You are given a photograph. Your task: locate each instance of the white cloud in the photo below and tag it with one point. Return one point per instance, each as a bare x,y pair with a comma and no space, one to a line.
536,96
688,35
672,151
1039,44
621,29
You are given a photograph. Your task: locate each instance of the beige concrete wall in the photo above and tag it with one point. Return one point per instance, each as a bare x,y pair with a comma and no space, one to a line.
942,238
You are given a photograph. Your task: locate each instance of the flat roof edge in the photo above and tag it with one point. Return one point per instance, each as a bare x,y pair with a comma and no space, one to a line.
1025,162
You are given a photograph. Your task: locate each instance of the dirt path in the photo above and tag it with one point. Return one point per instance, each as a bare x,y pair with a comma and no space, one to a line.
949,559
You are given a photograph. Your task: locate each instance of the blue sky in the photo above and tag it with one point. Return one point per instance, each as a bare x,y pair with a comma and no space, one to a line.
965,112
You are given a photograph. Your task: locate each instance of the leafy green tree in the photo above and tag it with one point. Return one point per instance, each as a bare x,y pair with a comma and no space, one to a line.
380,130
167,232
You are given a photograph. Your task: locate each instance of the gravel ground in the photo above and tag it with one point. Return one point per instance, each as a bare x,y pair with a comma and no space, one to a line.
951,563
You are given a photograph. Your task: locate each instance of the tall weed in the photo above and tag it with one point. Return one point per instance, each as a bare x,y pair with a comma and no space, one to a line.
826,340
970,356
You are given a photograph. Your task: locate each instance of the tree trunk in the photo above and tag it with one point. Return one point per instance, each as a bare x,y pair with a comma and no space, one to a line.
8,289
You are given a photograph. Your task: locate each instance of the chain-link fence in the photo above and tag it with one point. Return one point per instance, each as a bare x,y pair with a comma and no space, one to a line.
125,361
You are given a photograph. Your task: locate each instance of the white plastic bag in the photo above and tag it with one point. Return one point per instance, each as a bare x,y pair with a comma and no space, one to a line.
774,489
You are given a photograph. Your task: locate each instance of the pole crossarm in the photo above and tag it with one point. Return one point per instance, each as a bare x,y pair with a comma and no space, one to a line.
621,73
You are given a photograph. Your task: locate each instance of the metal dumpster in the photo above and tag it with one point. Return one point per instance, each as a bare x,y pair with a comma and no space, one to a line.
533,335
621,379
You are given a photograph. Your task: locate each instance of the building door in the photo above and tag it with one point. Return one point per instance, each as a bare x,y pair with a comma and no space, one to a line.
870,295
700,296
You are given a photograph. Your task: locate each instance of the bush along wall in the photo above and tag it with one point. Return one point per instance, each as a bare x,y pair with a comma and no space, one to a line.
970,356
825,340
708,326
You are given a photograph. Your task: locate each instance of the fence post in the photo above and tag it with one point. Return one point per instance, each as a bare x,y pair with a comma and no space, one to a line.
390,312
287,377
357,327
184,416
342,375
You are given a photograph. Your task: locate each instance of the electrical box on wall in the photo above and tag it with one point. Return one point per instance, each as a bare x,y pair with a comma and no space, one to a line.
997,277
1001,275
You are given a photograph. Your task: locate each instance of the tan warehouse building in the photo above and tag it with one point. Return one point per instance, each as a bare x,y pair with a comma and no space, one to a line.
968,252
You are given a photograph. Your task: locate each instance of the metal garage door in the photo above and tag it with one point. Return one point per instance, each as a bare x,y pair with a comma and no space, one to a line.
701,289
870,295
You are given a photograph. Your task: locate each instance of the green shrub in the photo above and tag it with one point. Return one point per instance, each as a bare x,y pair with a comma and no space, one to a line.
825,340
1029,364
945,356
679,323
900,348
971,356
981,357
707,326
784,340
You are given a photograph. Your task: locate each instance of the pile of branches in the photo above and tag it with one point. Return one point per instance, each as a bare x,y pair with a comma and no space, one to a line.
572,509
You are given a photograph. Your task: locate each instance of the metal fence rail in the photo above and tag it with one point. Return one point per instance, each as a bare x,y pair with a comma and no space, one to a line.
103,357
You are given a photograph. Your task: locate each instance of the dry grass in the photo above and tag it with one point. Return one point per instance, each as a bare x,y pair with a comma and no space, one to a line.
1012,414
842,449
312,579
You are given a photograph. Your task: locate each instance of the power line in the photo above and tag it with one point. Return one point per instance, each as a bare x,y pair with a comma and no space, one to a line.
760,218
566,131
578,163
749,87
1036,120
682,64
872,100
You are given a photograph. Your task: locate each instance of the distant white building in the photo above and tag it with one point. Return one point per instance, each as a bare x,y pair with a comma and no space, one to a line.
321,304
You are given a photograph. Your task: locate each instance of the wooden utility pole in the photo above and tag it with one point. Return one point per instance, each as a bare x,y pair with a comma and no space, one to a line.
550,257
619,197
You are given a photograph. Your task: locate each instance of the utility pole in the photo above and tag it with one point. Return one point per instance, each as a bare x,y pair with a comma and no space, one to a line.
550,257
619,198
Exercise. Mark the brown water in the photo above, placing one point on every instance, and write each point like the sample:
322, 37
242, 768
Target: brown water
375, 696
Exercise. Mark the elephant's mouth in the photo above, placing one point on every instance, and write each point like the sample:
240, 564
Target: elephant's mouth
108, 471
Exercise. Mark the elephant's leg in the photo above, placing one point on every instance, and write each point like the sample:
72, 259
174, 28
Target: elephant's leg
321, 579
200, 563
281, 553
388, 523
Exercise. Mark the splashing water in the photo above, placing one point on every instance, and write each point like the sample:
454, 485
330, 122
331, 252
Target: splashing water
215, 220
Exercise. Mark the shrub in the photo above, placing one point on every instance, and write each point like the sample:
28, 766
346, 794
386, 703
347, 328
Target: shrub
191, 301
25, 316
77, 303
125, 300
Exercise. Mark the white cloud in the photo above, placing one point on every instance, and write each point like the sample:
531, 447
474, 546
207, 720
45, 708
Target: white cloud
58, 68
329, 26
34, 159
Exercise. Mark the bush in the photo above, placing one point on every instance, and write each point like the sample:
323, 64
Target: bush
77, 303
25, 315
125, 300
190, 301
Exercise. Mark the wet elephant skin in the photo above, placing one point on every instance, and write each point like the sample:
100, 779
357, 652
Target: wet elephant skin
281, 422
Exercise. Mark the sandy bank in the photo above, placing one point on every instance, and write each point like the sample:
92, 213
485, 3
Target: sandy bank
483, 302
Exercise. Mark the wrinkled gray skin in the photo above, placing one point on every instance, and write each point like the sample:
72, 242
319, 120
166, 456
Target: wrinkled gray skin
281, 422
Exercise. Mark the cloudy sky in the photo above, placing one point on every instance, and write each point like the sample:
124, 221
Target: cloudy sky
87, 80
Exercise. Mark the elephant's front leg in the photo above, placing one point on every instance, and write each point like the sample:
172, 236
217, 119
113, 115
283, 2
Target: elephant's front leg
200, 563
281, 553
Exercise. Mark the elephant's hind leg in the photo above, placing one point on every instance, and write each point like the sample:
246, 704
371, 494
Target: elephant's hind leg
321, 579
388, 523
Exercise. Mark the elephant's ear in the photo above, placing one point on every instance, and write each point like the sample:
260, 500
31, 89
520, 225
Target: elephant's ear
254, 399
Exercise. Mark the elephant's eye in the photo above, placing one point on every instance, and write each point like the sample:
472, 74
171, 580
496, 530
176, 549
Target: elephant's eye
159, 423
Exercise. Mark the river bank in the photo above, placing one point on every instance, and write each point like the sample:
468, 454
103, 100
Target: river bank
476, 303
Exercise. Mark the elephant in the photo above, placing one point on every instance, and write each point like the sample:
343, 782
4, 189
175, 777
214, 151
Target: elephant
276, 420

Task requirements ->
Reproduce all of the items above, replacing every "instance" with "occurrence" and leaving everything else unchanged.

Exercise answer ->
You are given a photograph. Your task: locate each occurrence of the white cloud in the photo below and tag it with one point. Return one point per occurrence, each as a bare x,y pair with a comma and no space, one to a line.
536,96
688,35
672,151
1039,44
621,29
You are given a photograph. Your task: locate each occurrence of the beige concrete wall in the photo above and tag it with one point. Return one point per occurrence, each as a bare x,y pair with a comma and no space, one to a line.
942,238
You are given a photograph. Your task: locate each occurrence of the flat roof edge in the photo above and tag it with one point. Return one point per occurrence, each as a bare x,y pair with a comma and no space, one to a line.
1025,162
You are given a photograph. Your task: locate each occurrence of the dirt path in the photo above and tag it with one point. Return one point per occurrence, each as a bare x,y pair with a comma and no space, one to a line.
949,559
You are given a photograph. Your task: locate each occurrence of the blue sky in the photo above and tag it with one point. Return one point per occurrence, each as a bare x,y pair with a comma and no space, one to a line.
965,112
You are given a photograph. Your task: locate each occurrence of the leafy green tree in the photo above and tag it with one point. Return one point per occurrence, each as a bare x,y pair with a comma and no space, one to a line.
380,130
167,232
You are given a photograph. Your task: locate each occurrence of the gravel ground in the photo above and tag it with one point. Return one point per occurrence, each as a bare x,y pair with a comma and no space, one to a line.
951,563
You are given a photograph. Your task: locate each occurrence of the tall weed in the photo above and tag it with one point. Return one point per occurrence, each as a bare x,y pair with a comma and no space, one to a line.
826,340
970,356
You are given a photograph. Your task: locate each occurrence of the tree trunk in the photo above and tag it with one point. Return one point per occurrence, each as a bare x,y pair with a comma and no space, one to a line.
8,289
You are given a photograph. Your task: locate each occurrence of the chain-link fence in the photo above and tag it with one point. Return one point per occurrence, each as a bare x,y pair with a comma and no space, one to a line.
125,361
You are given a photograph. Your task: locate each occurrence of the white plastic bag in the photo above and tag it with one point. Return one point per occurrence, each as a bare x,y pair with a comma and no space, one to a line.
774,489
You are given a photograph. Your task: locate each occurrence of the pole crossarm in the photo above and tag it with one point. Return one point per occurrence, each as a bare x,y pair with a comma and no space, one to a line.
621,73
You are given a photograph. Your task: locate each occurrence of the metal dumpster in the photo above and tag it with one point. Return one point per occurrence, each as a bare x,y pair with a comma and no space, one to a line.
533,335
621,379
You are given a photograph. Your task: locate each occurrence of the building door in the photo above and tag it with one point. Return one point per occurrence, each as a bare x,y pair with a comma and no space, one to a line.
870,295
700,296
You are given a photograph. Your task: locate each occurrence of the bush along wall in the photo above and tag it with one point. Return one point per occurrence, each as a bare x,y pair with a comma and no space, one to a line.
970,356
825,340
708,326
You are given a photograph. Your task: locate each occurrence of the fence post in the photo above and tag it with one point. Return one point per occurrence, each as a bare x,y pair with a comma and no space, one to a line.
390,312
287,377
357,327
184,416
342,375
You are given a photograph. Your task: locate each occurrence of the electrical box on wall in the photo above and tag it with one point. Return one point per occurrence, each as a bare x,y pair with a comma and no space, one to a line.
997,277
1001,275
You are given a photograph. Your task: locate each occurrence of the tan warehouse building in the photo above and tag it with one point. Return one point per occurrence, each as a bare x,y pair with a comma and no space, one to a line.
968,252
You are given a photograph. Your task: locate each occurrence of the metal garage door in the photo above and tag it with one point. Return one point per occurrence, each as a bare x,y pair with a comma and no space, one to a line.
701,289
870,295
You are given a photograph. Your task: locate each occurrence of the green shrub in the photo above and tag it with one point. Return one point per occurrence, each as a bare x,y pair with a comma and no space, one to a line.
825,340
1029,364
945,356
679,323
900,348
971,356
981,357
707,326
784,340
You are given a photograph. Your task: locate each occurrence of the pile of branches in the photo above and tag it with one point. Return one point per occurrence, each as a bare x,y pair with a comma and no space, one to a line.
572,509
You are given a photograph. Your task: locate each occurrence of the metal fence rail in the photo above and tag it with one point. Return one point per occurrence, each as a bare x,y pair with a comma and no space, one to a line.
103,357
You are given a photograph. Your task: locate each occurrence of the dry grass in the photo above and tag it with one point. Return one point per occurrence, each as a bare x,y pair with a comma and no space, one to a line.
1012,414
842,449
312,579
You are given a photograph. Your task: locate each occurrence of the power line in the photo above and tag it with one point. Return one point per occurrence, each as a bare x,y pair with a comma and no space, one to a line.
760,218
566,131
578,163
749,87
1036,120
682,64
872,100
You are given a photograph. Your task: locate each occurrence of the distant white building in the photo above and tag it with one point. Return one point per occurrence, each as a bare x,y pair with a comma and no space, one to a line.
321,304
You are given a photograph. Your task: locate each occurrence of the wooden utility pole in the photo above and tag it with one point. Return one point per occurrence, each as a bare x,y pair with a comma and no space, one to a line.
550,257
619,197
You are given a photograph. Your task: locate each occurrence of the utility pole in the photo above and tag it with one point. Return one point per occurrence, each as a bare x,y pair with a comma and no space, one to a line.
550,257
619,198
Exercise. Mark the brown water in the photo above, placing one point on every occurrence, and write each point like the sample:
322, 37
242, 768
Target: brown water
375, 696
Exercise. Mark the elephant's mouth in the photo above, placing one point on every occurrence, and write each point like the sample:
240, 564
Target: elephant's mouth
108, 471
Exercise. Mark the elephant's leg in the photo above, placing one point on every occurrence, and write each point like the sample:
72, 259
174, 28
Target: elephant's leg
321, 579
200, 563
281, 553
388, 523
Exercise. Mark the splashing water in the photo above, placing one point on every occurrence, and write each point like the sample:
454, 485
330, 122
331, 252
Target: splashing water
215, 220
Exercise. Mark the shrub in the photo above, placing one point on every occurrence, and write each point like the sample:
28, 766
346, 794
386, 703
347, 328
Target: shrub
191, 301
25, 316
77, 303
125, 300
Exercise. Mark the white cloud in the photo above, placing one point on every occurrence, and write each point like the sample:
531, 447
474, 546
207, 720
45, 708
Target: white cloud
58, 68
329, 26
34, 159
Exercise. Mark the bush in the photo above, placing one point on every occurrence, and write each point like the sample:
323, 64
Target: bush
77, 303
25, 315
125, 300
190, 301
Exercise. Mark the wet elephant skin in the photo above, placing one point on every occurrence, and write each point like the sample:
100, 779
357, 652
Target: wet elephant skin
281, 422
Exercise. Mark the sandy bank in the photo above, placing one point on every occurrence, and write each point like the sample:
92, 213
485, 3
Target: sandy bank
483, 302
Exercise. Mark the wrinkled gray skin in the photo above, placing one point on every occurrence, and write each point like the sample:
72, 242
319, 120
166, 456
Target: wrinkled gray skin
281, 422
Exercise. Mark the cloudy sky in the photo above, placing one point on every occurrence, and write each point like the sample:
124, 221
Target: cloudy sky
87, 80
Exercise. Mark the elephant's front leg in the photo above, placing one point on every occurrence, and write each point like the sample:
172, 236
217, 119
113, 115
283, 2
Target: elephant's front leg
200, 563
281, 553
Exercise. Mark the elephant's hind leg in the photo above, placing one point on every occurrence, and write each point like the sample:
246, 704
371, 494
Target: elephant's hind leg
321, 579
388, 523
Exercise. Mark the elephant's ear in the photo above, placing one point on every occurrence, and write each point like the sample:
260, 500
31, 89
520, 225
Target: elephant's ear
254, 399
Exercise. Mark the elephant's eye in the photo above, placing one point on every occurrence, and write each point like the sample:
472, 74
171, 580
496, 530
176, 549
Target: elephant's eye
159, 423
Exercise. Mark the river bank in the photo above, placing one point on every occurrence, and write each point like the sample:
468, 454
103, 100
Target: river bank
476, 303
Exercise. Mark the elephant in the photo above, placing one point on every occurrence, and write each point like the sample:
343, 782
4, 189
175, 777
214, 151
Target: elephant
276, 420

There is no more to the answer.